---- Stored records
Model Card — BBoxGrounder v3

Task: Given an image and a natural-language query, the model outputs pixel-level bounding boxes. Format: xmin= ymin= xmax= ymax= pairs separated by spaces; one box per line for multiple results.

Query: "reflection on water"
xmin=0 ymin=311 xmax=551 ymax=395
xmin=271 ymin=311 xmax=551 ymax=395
--------
Short exercise – Turn each line of the records above into a string in a JSON list, skipping blank lines.

Written response –
[
  "Model Card — BBoxGrounder v3",
  "Task: Given an image and a natural-language query, the model outputs pixel-level bounding boxes. Format: xmin= ymin= xmax= ymax= pairs separated by spaces; one box per line for multiple results.",
  "Query: \"reflection on water\"",
  "xmin=0 ymin=311 xmax=551 ymax=395",
  "xmin=271 ymin=311 xmax=551 ymax=395"
]